== Textauszug ==
Die Schlachter-Bibel, in der Urfassung von 1905 zuerst als Miniaturbibel bezeichnet, ist eine Bibelübersetzung aus den Ursprachen Hebräisch/Aramäisch/Altgriechisch in die deutsche Sprache. Sie wurde von dem Schweizer Prediger, Evangelisten, Autor und Zeitungsherausgeber Franz Eugen Schlachter (1859–1911) übersetzt. Schlachter stand der bibeltreuen Theologie, der Heiligungsbewegung, dem Pietismus bzw. den protestantischen Erweckungsbewegungen nahe. Er war Prediger der Evangelischen Gesellschaft des Kantons Bern, für die er als Evangelist tätig war und u. a. in Biel eine Gemeinde aufbaute, und Prediger der Freien Evangelischen Gemeinde Bern.

== Gespeicherte Datensätze ==
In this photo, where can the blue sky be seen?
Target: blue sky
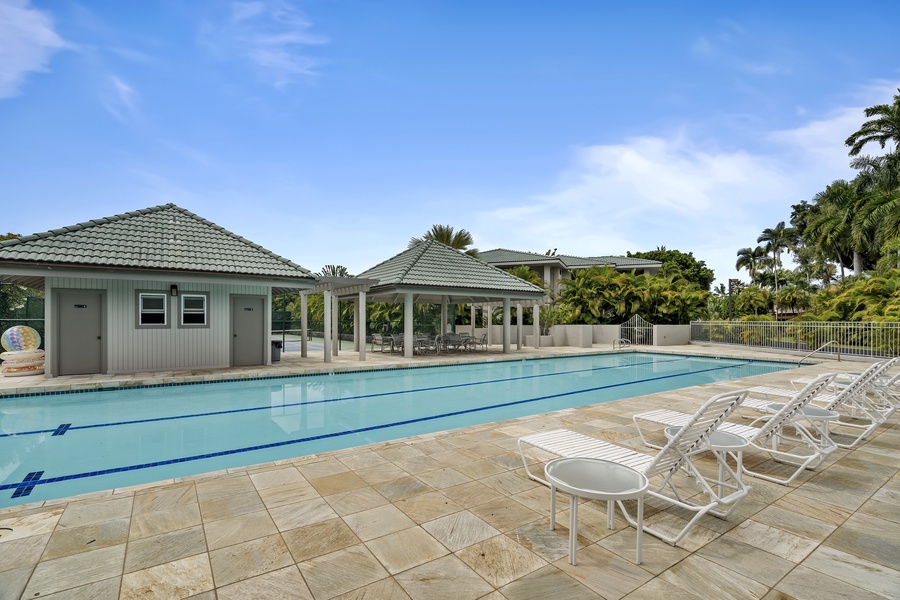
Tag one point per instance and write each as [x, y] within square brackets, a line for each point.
[332, 131]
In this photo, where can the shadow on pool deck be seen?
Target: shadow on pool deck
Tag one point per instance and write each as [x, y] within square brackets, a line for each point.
[451, 515]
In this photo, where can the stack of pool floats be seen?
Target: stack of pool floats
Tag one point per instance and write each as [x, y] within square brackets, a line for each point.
[23, 355]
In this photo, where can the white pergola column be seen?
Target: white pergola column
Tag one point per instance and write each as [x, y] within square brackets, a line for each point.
[361, 325]
[356, 325]
[507, 318]
[519, 315]
[335, 330]
[327, 305]
[407, 325]
[304, 325]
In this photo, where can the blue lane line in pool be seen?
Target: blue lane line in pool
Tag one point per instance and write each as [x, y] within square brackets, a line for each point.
[62, 429]
[24, 488]
[346, 398]
[37, 481]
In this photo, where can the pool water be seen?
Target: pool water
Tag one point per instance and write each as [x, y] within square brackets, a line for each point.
[52, 446]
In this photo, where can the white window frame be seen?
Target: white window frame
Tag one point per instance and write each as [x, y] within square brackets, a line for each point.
[141, 311]
[184, 311]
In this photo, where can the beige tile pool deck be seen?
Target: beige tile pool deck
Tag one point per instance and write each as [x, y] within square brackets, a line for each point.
[451, 515]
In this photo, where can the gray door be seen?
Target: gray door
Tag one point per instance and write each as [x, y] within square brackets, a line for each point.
[79, 344]
[248, 329]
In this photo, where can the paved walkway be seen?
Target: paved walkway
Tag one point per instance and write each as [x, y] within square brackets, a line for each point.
[451, 515]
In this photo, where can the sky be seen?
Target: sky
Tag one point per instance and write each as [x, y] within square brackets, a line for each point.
[333, 131]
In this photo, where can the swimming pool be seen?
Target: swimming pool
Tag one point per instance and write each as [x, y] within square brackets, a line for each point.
[52, 446]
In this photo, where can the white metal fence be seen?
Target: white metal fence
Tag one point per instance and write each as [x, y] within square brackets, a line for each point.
[876, 339]
[637, 330]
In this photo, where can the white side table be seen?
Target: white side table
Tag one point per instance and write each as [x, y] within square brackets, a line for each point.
[818, 417]
[598, 480]
[721, 443]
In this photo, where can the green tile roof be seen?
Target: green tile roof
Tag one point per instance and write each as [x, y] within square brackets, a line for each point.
[431, 264]
[165, 238]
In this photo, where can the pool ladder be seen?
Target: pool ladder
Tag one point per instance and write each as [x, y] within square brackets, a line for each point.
[822, 347]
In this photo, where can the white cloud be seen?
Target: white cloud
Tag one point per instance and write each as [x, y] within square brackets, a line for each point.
[272, 35]
[27, 42]
[680, 192]
[120, 99]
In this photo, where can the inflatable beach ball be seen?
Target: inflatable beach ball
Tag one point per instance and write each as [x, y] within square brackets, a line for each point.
[20, 338]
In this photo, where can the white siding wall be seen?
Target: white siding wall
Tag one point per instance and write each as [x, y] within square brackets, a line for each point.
[129, 349]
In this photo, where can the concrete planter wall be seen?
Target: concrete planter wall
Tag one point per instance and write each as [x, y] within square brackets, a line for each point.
[671, 335]
[547, 341]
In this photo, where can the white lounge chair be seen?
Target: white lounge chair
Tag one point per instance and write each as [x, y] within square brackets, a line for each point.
[859, 416]
[381, 341]
[807, 450]
[884, 390]
[664, 469]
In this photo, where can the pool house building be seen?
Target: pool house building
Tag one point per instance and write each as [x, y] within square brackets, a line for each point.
[157, 289]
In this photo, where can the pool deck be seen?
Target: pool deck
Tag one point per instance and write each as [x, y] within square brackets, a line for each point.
[451, 515]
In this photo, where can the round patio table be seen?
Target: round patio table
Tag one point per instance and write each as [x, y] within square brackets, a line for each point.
[813, 414]
[596, 479]
[721, 443]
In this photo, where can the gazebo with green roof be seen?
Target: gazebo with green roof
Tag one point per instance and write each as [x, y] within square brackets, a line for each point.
[432, 273]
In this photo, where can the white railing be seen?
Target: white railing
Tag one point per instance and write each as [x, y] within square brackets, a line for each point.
[621, 343]
[875, 339]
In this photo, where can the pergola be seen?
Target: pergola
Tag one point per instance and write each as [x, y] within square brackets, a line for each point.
[427, 273]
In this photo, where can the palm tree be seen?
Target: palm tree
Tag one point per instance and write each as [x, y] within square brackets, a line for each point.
[751, 259]
[837, 226]
[777, 238]
[883, 128]
[334, 271]
[878, 183]
[458, 240]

== Ziel der Aufgabe ==
Wie wurde die Schlachter-Bibel laut dem Textauszug in ihrer Urfassung von 1905 zuerst bezeichnet? Die Datensätze spielen hierfür keine Rolle.

== Antwort zur Aufgabe ==
Als Miniaturbibel.